Directions:
Your output is the line containing "Q: For every instance of the green soft" plus all lines after it to the end of the records, reproduced exactly, with nothing else.

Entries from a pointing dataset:
## BEGIN

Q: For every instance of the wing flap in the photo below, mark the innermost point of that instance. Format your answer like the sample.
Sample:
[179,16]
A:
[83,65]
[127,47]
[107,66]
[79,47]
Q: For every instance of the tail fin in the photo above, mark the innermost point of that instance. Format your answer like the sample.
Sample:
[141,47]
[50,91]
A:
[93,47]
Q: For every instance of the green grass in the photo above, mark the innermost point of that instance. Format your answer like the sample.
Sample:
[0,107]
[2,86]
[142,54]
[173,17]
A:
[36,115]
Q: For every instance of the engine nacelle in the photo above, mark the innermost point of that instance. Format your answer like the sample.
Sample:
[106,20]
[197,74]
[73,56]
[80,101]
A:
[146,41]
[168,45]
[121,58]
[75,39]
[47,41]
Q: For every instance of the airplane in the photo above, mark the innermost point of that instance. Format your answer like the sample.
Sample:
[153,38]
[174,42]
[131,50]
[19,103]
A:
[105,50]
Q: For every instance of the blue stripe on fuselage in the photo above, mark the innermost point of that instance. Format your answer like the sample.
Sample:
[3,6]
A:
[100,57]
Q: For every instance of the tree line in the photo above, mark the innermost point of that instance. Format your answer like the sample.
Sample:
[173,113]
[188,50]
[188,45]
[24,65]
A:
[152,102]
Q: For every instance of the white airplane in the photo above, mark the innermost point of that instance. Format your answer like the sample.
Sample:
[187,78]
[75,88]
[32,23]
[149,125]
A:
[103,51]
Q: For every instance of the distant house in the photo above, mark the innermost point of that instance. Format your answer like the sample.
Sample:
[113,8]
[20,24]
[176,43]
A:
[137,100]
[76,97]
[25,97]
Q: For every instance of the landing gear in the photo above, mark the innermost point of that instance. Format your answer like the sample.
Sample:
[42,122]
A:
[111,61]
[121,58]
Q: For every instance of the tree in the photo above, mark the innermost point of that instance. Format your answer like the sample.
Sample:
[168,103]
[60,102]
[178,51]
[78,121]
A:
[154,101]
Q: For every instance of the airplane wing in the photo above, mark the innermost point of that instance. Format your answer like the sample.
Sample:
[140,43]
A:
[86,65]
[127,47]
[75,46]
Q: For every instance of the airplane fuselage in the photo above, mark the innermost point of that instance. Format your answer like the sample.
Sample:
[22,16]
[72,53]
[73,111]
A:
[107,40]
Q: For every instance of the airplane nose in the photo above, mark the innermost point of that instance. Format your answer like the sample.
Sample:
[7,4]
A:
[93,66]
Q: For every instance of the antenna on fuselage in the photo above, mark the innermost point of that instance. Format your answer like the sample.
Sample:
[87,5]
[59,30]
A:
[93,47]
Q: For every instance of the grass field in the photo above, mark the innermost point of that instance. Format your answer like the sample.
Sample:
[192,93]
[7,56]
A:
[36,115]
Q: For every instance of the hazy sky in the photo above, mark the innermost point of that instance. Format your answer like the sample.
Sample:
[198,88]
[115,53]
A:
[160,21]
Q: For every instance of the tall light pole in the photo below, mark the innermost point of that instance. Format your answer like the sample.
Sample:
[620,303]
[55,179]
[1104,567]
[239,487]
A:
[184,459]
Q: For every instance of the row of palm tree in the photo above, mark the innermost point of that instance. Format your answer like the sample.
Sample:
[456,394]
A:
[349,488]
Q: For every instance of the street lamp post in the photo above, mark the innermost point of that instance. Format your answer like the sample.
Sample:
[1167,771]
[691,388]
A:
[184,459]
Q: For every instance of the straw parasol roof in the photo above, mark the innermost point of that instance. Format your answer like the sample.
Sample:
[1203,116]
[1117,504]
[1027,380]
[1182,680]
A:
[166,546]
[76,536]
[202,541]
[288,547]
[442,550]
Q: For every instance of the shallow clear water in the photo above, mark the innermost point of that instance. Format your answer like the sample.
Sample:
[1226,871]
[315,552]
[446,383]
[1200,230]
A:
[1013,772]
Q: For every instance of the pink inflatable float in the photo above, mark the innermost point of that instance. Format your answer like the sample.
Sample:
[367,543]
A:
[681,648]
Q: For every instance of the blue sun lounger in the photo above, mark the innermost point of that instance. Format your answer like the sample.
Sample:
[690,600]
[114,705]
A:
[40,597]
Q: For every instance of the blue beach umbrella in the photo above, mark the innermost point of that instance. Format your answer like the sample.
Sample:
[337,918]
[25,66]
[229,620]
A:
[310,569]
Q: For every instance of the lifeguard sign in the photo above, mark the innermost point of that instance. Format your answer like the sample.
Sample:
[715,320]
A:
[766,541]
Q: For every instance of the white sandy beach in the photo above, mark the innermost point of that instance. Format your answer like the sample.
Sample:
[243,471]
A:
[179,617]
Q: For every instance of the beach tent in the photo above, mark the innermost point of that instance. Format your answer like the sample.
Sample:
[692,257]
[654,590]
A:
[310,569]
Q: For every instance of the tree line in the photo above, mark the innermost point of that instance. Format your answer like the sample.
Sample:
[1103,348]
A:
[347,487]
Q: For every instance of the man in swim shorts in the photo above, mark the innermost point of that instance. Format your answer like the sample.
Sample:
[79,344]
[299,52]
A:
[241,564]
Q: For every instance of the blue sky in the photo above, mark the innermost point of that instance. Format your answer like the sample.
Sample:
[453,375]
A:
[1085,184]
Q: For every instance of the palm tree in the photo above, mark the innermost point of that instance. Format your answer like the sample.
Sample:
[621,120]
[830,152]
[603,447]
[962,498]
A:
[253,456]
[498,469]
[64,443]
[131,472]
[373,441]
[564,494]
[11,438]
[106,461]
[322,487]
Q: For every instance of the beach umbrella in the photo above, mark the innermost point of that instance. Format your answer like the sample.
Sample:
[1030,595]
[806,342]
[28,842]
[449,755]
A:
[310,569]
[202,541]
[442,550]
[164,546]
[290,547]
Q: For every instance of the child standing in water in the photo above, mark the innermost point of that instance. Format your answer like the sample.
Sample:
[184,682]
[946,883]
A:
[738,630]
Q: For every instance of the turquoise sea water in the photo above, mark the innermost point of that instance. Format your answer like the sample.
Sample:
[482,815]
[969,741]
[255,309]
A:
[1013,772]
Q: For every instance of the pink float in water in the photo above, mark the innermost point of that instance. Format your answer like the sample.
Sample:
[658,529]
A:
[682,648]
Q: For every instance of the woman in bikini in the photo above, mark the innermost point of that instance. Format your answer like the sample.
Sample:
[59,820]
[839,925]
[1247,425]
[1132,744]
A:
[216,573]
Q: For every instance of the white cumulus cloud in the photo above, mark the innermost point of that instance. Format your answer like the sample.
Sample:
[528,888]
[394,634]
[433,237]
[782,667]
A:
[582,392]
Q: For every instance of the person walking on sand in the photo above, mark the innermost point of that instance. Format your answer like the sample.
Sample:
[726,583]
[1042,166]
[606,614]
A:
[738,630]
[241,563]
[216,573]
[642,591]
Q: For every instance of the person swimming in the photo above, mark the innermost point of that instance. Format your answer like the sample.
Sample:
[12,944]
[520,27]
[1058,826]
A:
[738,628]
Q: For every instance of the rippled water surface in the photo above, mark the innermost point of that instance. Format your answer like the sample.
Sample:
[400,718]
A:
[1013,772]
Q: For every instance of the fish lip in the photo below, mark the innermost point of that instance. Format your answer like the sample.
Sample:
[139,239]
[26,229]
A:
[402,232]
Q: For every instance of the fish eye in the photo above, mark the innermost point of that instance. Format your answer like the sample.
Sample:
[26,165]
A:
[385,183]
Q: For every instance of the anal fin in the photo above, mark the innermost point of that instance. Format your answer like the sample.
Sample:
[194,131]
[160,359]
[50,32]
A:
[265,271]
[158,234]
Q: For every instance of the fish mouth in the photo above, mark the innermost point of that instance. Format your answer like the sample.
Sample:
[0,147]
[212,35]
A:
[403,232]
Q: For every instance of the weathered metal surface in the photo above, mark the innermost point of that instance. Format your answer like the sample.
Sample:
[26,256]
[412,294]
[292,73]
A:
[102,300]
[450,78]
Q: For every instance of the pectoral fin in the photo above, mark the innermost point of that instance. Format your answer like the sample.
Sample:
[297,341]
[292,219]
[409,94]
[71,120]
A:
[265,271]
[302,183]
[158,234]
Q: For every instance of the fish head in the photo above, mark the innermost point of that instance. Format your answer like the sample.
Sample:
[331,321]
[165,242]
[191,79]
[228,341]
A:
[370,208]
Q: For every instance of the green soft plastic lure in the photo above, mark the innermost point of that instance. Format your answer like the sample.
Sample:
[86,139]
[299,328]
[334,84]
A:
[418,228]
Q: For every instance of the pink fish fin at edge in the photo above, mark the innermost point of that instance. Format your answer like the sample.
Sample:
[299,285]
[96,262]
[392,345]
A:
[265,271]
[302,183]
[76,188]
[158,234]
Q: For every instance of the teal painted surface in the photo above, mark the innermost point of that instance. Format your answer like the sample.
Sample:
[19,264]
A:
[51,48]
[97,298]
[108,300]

## END

Exercise solution:
Q: For every instance of the green soft plastic lure in the photo above, mark the innermost point of that instance. Format your answer like the sample.
Sample:
[86,139]
[299,328]
[334,84]
A:
[418,228]
Q: For every instance of the pink fish fin at edge in the photo above, mark the innermost point of that instance. Format your answer like the sample.
Sample:
[299,285]
[96,262]
[392,345]
A:
[265,271]
[302,183]
[76,188]
[158,234]
Q: For every instance of the teal painted surface in the photo above, mark the innermost point of that instance. Format your answer like the sample.
Sample:
[19,264]
A:
[51,48]
[97,298]
[108,300]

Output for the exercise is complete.